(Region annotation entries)
┄┄┄┄┄┄┄┄┄┄

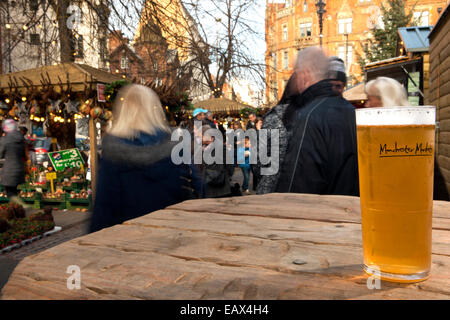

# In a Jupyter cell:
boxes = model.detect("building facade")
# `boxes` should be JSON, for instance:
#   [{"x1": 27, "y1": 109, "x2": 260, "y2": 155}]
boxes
[
  {"x1": 0, "y1": 0, "x2": 109, "y2": 73},
  {"x1": 266, "y1": 0, "x2": 449, "y2": 105}
]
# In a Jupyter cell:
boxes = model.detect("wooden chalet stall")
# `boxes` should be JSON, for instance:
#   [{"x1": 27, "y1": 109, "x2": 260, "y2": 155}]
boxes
[
  {"x1": 0, "y1": 63, "x2": 123, "y2": 202},
  {"x1": 365, "y1": 26, "x2": 432, "y2": 105},
  {"x1": 425, "y1": 5, "x2": 450, "y2": 200}
]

┄┄┄┄┄┄┄┄┄┄

Recast every line of the records above as a Markdown table with the columns "Row" and "Line", numbering the rows and skipping blank lines. Leave out the pictures.

| Row | Line |
|---|---|
| 1 | # In a Jupyter cell: |
| 2 | boxes = model.detect("building facade") |
| 3 | # `boxes` should be JSON, for instance: |
| 4 | #   [{"x1": 27, "y1": 109, "x2": 260, "y2": 155}] |
| 5 | boxes |
| 6 | [ |
| 7 |   {"x1": 0, "y1": 0, "x2": 109, "y2": 73}, |
| 8 |   {"x1": 266, "y1": 0, "x2": 449, "y2": 105} |
| 9 | ] |
| 10 | # In a Jupyter cell: |
| 11 | boxes = model.detect("wooden chalet stall") |
| 12 | # `boxes` should be JSON, for instance: |
| 13 | #   [{"x1": 27, "y1": 109, "x2": 260, "y2": 155}] |
| 14 | boxes |
| 15 | [ |
| 16 |   {"x1": 0, "y1": 63, "x2": 123, "y2": 202}, |
| 17 |   {"x1": 365, "y1": 26, "x2": 432, "y2": 105}, |
| 18 |   {"x1": 425, "y1": 5, "x2": 450, "y2": 200} |
| 19 | ] |